--- ASSIGNMENT ---
All of the lines below should be printed again exactly as they are.

--- RECORDS FOR THIS TASK ---
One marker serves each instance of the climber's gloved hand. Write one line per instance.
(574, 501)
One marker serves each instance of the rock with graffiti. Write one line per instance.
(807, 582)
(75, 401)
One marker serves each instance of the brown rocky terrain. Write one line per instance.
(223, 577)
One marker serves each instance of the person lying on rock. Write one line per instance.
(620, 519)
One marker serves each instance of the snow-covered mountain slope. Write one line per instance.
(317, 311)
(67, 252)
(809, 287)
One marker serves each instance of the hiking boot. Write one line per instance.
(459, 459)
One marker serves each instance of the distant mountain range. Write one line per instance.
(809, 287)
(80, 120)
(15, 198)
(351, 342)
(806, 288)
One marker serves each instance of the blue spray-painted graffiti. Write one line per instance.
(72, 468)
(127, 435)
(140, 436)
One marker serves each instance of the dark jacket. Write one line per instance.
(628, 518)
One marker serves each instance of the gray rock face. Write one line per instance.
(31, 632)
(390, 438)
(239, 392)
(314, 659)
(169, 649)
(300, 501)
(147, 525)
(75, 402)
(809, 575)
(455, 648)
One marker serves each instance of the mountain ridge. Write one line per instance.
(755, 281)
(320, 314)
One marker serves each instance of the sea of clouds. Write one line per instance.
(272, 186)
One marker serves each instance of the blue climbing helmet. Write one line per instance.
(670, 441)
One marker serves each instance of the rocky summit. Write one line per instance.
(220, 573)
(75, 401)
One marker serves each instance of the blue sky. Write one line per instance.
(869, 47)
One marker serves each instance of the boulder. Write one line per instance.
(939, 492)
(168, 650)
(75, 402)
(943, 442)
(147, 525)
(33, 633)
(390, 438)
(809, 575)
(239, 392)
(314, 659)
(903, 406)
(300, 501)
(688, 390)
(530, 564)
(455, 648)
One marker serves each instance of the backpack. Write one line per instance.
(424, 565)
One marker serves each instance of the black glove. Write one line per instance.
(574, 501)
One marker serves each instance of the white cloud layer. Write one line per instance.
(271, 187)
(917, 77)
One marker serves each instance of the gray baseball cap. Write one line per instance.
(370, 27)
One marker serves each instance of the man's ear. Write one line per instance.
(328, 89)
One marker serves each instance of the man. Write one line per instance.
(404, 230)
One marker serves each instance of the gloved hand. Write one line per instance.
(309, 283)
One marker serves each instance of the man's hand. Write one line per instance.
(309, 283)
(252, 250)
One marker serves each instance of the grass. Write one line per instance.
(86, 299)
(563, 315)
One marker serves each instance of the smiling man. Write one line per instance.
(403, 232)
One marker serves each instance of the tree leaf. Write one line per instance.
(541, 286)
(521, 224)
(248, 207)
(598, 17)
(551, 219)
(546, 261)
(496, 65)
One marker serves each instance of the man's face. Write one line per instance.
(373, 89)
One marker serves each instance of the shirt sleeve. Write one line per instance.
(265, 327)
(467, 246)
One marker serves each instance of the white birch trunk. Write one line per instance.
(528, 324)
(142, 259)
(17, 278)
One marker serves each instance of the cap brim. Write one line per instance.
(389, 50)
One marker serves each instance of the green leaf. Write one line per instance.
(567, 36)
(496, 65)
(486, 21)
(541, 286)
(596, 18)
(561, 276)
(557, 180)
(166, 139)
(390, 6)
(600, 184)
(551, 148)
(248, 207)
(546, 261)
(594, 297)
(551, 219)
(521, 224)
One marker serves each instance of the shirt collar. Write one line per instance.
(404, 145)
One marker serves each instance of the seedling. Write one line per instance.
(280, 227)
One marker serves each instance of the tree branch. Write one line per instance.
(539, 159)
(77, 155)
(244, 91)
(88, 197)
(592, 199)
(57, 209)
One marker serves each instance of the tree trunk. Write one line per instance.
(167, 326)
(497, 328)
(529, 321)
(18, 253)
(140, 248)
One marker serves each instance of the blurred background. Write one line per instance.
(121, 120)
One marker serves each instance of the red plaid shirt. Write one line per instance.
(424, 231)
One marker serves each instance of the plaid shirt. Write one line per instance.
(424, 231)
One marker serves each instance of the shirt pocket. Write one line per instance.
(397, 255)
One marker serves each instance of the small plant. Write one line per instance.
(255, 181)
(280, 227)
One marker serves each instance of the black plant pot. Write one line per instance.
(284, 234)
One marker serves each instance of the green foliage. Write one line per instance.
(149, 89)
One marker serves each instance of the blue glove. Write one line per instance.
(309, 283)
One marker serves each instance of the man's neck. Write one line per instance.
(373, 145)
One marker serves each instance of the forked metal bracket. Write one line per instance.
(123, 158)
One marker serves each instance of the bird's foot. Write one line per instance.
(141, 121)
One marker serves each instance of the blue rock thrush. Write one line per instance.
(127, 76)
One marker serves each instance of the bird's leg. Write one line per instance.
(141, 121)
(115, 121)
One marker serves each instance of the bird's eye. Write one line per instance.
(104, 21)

--- ANSWER SECTION ---
One marker serves each instance of the climber's gloved hand. Write one line per instance.
(574, 501)
One marker serves each instance of the rock with graffiti. Write one line per instance.
(807, 582)
(75, 401)
One marker serves each instance of the brown rocky terrain. Write one line per instance.
(223, 577)
One marker serves each instance of the person lying on rock. Write one line per instance.
(620, 519)
One marker serves each instance of the snow-covered mountain slope. Write one line per instance.
(317, 311)
(67, 252)
(809, 287)
One marker serves each instance of the hiking boot. Write one line per instance.
(459, 459)
One marker serves each instance of the distant mountain range. Write one line per instance.
(809, 287)
(80, 120)
(15, 198)
(351, 342)
(806, 288)
One marker serves each instance of the blue spray-painted graffiti. Write one line per instance.
(72, 468)
(127, 435)
(140, 436)
One marker serves each instance of the dark jacket. Write one line per instance.
(628, 518)
One marker serves each instance of the gray rock face. Write one line per instance.
(31, 632)
(390, 438)
(239, 392)
(314, 659)
(169, 649)
(300, 501)
(147, 525)
(75, 402)
(809, 575)
(455, 648)
One marker serves each instance of the mountain ridge. Write one line per instance.
(755, 281)
(320, 314)
One marker serves each instance of the sea of clouds. Write one line per instance.
(272, 186)
One marker serves each instance of the blue climbing helmet. Write one line per instance.
(670, 441)
One marker serves each instance of the rocky summit. Write one line per instance.
(220, 573)
(75, 401)
One marker serves each instance of the blue sky. Write one line per instance.
(869, 47)
One marker serves each instance of the boulder. Write one line per instance.
(939, 492)
(168, 650)
(75, 402)
(943, 442)
(147, 525)
(33, 633)
(390, 438)
(809, 575)
(239, 392)
(314, 659)
(903, 406)
(300, 501)
(688, 390)
(530, 564)
(455, 648)
One marker serves each instance of the backpack. Write one line per instance.
(424, 565)
One marker serves each instance of the black glove. Write one line per instance.
(574, 501)
One marker serves each instance of the white cloud layer. Write one line per instance.
(271, 187)
(917, 77)
One marker serves each instance of the gray baseball cap. Write one line per instance.
(370, 27)
One marker serves each instance of the man's ear. Write one line per instance.
(328, 89)
One marker serves each instance of the man. Write one line per instance.
(404, 230)
One marker serves each instance of the gloved hand. Write one line per instance.
(309, 283)
One marker serves each instance of the man's hand. Write one line per instance.
(309, 283)
(252, 250)
One marker serves each instance of the grass. Write one line per instance.
(86, 299)
(563, 315)
One marker serves each instance of the smiling man. Write one line per instance.
(403, 232)
One marker serves each instance of the tree leaf. Write one line per instance.
(541, 286)
(521, 224)
(248, 207)
(598, 17)
(551, 219)
(546, 261)
(496, 65)
One marker serves each instance of the man's face. Write one line per instance.
(373, 89)
One marker serves each instance of the shirt sleeve. Write one line per instance.
(265, 327)
(467, 246)
One marker serves each instance of the white birch trunk. Write one line per instance.
(528, 324)
(142, 259)
(17, 278)
One marker serves each instance of the cap brim. Write one line per instance.
(389, 50)
One marker serves each instance of the green leaf. Write one line per instance.
(567, 36)
(496, 65)
(486, 21)
(541, 286)
(596, 18)
(561, 276)
(557, 180)
(166, 139)
(390, 6)
(600, 184)
(551, 148)
(248, 207)
(546, 261)
(594, 297)
(551, 219)
(521, 224)
One marker serves each instance of the shirt collar. Write one line per instance.
(404, 145)
One marker serves each instance of the seedling. Write one line per instance.
(280, 227)
One marker serves each instance of the tree branch. Write one line per instance.
(539, 159)
(77, 155)
(244, 91)
(88, 197)
(592, 199)
(57, 209)
One marker serves each instance of the tree trunk. Write one line per instance.
(167, 326)
(497, 328)
(529, 321)
(18, 253)
(140, 248)
One marker serves each instance of the blurred background. Write one line per instance.
(121, 120)
One marker serves each instance of the red plaid shirt. Write one line per instance.
(424, 231)
One marker serves each instance of the plaid shirt. Write one line per instance.
(424, 231)
One marker serves each instance of the shirt pocket. Write one line per instance.
(397, 255)
One marker serves each instance of the small plant. Write one line per instance.
(255, 181)
(280, 227)
One marker serves each instance of the black plant pot. Write one line per instance.
(284, 234)
One marker serves each instance of the green foliage. Write one line per instance.
(149, 89)
One marker serves each instance of the blue glove. Write one line per instance.
(309, 283)
One marker serves each instance of the man's neck. Write one line per instance.
(373, 145)
One marker serves each instance of the forked metal bracket. Write one line per instance.
(123, 158)
One marker serves each instance of the bird's foot. Write one line per instance.
(141, 121)
One marker serves each instance of the blue rock thrush. Write one line per instance.
(127, 76)
One marker serves each instance of the bird's leg. Write one line per instance.
(141, 121)
(115, 121)
One marker serves each instance of the bird's eye. Write one line per instance.
(104, 21)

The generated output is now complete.